Well I went back to the local store, and their selection wasn't very good as far as fish and plants went, so I ended up with 5 neon tetras and 2 glowlight tetras. I also got a chunk of java fern.

Result:
 Click Image to Enlarge

Fish - one of the neons wasn't in view
 Click Image to Enlarge


So overall I'm happy with the layout, I'll probably be looking into adding some more plants for the neons to hide in


----------



## nanojimbo (Jul 2, 2008)

everything looks awesome for a dorm room tank! i have almost the same set up for my dorm - i move in this Friday. the only difference is that ill be using a zoomed 501 filter. i will def keep this one under my tab to see how everything works out! i do like the sand a lot, but i feel as if it might be painted ( i bought the same substrate a while ago but got it in black). if i were u i would go to your local home depot, get the Hampton bay 27 watt light and do some diy co2. if u could get your hands on any hc this tank would look so stunning when contrasted by the white substrate and white brick dorm wall! good luck and keep posting updates!


----------



## lilsoccakid74 (Jul 13, 2008)

just so you know, the walmart spiral bulbs go up to 26 watts if you wanted more lighting  their very cheap too. look for the 6500k one


----------



## MarioMaster (Jul 31, 2008)

nanojimbo said:


> everything looks awesome for a dorm room tank! i have almost the same set up for my dorm - i move in this Friday. the only difference is that ill be using a zoomed 501 filter. i will def keep this one under my tab to see how everything works out! i do like the sand a lot, but i feel as if it might be painted ( i bought the same substrate a while ago but got it in black). if i were u i would go to your local home depot, get the Hampton bay 27 watt light and do some diy co2. if u could get your hands on any hc this tank would look so stunning when contrasted by the white substrate and white brick dorm wall! good luck and keep posting updates!


Glad you like what you see! I'll be sure to check out your tank as well when you get it set up :icon_surp


Thanks for the info everyone, I'll grab a cooler temperature CFL when I go home for the long weekend.

This tank is brand new so the amount of nutrients/CO2 in the water is probably very low (I bought a freshwater master test kit today so that should help for some water condition testing)- If anyone has any links or suggestions to starting some basic ferts it would be a big help. Thanks


----------



## epicfish (Sep 11, 2006)

Two day cycle huh?

Wow.


----------



## MarioMaster (Jul 31, 2008)

epicfish said:


> Two day cycle huh?
> 
> Wow.



Well unfortunately I don't have any other fish tanks or anything to cycle the tank with. Leaving the brand new tank sit with nothing in it wouldn't have done anything except maybe grow algae.

In a few days I will have my freshwater testing kit and will be doing water changes as needed to keep stuff like ammonia down until the tank cycles.


----------



## Karackle (Dec 11, 2007)

--- EXERCISE AIM ---
Rewrite the aquarium thread between "## nanojimbo (Jul" and "(Jul 13, 2008)", inclusive, updating "Hampton bay" to "Commercial Electric".

--- GIVEN DATA ---
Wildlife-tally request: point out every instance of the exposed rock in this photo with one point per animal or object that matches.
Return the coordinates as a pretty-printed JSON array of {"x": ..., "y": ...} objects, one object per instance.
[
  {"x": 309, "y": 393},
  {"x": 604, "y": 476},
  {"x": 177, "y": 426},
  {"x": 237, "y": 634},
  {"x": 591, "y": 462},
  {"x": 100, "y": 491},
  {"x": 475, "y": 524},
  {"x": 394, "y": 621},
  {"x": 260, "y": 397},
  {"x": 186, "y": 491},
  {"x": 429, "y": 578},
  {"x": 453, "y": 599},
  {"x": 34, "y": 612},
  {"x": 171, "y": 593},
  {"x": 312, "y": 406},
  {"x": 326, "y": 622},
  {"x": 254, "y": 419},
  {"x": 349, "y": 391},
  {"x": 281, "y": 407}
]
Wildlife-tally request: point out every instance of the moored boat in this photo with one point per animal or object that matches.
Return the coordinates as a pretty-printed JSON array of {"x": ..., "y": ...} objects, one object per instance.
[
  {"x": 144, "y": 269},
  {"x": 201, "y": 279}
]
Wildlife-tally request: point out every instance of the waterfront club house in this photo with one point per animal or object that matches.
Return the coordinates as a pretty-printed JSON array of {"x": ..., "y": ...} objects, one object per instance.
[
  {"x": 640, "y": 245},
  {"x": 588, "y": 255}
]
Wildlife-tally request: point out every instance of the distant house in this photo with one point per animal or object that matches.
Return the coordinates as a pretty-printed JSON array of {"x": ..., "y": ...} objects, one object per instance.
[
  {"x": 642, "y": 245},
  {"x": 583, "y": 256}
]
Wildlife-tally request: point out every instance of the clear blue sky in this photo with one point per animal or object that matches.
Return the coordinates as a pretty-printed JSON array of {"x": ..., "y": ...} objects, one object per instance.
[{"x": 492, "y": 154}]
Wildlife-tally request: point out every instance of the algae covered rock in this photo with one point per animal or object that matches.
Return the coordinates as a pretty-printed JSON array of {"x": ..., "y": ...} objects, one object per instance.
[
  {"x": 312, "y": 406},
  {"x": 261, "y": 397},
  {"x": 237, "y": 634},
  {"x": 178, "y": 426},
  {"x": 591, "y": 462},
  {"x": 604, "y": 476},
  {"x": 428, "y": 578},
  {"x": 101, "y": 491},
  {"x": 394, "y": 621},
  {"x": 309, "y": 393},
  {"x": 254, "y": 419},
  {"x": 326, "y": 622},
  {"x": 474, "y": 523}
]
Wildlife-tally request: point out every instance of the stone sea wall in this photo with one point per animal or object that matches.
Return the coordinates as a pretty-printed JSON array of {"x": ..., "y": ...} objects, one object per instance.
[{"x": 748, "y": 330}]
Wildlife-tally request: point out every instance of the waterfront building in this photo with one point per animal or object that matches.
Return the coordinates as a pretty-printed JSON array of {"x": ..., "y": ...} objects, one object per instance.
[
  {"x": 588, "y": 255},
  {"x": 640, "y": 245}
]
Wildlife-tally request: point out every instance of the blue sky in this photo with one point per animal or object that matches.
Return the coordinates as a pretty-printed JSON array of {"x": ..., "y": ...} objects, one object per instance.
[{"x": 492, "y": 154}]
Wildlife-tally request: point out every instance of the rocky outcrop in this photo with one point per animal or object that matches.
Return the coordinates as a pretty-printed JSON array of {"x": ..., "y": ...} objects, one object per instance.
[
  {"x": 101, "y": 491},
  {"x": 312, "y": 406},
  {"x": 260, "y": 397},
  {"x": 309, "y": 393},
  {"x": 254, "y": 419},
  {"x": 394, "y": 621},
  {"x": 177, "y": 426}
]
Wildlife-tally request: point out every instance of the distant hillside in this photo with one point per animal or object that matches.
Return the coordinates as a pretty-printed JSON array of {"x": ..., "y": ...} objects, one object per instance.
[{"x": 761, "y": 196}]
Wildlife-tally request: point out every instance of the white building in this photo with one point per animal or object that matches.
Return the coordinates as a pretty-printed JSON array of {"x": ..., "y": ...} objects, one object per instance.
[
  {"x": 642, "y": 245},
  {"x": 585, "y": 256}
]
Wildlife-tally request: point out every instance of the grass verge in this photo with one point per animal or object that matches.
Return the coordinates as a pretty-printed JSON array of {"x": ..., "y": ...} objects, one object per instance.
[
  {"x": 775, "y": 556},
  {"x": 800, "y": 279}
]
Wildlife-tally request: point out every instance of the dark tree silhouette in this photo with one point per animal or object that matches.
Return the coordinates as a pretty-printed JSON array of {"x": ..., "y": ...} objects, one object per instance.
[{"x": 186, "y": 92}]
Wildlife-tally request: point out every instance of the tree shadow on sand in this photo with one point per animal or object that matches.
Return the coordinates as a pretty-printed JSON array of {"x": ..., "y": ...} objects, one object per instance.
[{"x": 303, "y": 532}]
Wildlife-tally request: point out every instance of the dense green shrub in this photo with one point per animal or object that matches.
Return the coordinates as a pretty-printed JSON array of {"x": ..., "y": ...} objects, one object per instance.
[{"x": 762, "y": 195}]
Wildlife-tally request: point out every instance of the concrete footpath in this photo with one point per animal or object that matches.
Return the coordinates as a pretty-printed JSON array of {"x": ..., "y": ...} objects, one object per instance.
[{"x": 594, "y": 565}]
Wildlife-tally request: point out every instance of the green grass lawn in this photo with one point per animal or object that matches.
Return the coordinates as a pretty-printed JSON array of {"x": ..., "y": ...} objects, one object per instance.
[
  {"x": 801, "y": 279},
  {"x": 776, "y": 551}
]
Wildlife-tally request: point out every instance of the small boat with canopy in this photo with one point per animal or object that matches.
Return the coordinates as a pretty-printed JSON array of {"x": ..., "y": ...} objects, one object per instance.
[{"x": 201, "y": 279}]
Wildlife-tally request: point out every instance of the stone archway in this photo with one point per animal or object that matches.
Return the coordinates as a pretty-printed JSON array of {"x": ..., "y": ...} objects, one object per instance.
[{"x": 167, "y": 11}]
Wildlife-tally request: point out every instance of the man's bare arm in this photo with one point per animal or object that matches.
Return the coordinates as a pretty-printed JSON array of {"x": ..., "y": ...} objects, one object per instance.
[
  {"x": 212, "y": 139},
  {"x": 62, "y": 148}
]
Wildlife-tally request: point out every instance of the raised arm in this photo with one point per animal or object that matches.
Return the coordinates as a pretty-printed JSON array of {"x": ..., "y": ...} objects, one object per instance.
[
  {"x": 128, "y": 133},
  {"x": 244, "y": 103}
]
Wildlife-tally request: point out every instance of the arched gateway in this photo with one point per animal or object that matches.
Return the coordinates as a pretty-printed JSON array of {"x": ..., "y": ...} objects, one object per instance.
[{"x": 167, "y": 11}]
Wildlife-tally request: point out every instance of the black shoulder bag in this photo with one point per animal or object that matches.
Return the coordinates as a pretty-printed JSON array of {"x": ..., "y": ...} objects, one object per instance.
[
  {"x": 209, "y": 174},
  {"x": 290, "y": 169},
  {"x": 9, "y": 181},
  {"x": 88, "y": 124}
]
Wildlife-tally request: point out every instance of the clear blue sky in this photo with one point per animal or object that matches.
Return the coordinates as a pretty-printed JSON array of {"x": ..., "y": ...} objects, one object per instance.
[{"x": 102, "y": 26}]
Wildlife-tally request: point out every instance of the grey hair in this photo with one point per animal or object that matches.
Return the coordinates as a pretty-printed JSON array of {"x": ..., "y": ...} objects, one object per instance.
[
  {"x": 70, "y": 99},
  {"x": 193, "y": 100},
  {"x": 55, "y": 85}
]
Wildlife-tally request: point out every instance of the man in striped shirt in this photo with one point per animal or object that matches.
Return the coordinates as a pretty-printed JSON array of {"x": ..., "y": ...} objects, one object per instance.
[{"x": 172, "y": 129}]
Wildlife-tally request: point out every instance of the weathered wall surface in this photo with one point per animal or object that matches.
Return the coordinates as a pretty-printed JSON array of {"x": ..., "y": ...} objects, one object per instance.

--- COMPLETE RESPONSE ---
## nanojimbo (Jul 2, 2008)

everything looks awesome for a dorm room tank! i have almost the same set up for my dorm - i move in this Friday. the only difference is that ill be using a zoomed 501 filter. i will def keep this one under my tab to see how everything works out! i do like the sand a lot, but i feel as if it might be painted ( i bought the same substrate a while ago but got it in black). if i were u i would go to your local home depot, get the Commercial Electric 27 watt light and do some diy co2. if u could get your hands on any hc this tank would look so stunning when contrasted by the white substrate and white brick dorm wall! good luck and keep posting updates!


----------



## lilsoccakid74 (Jul 13, 2008)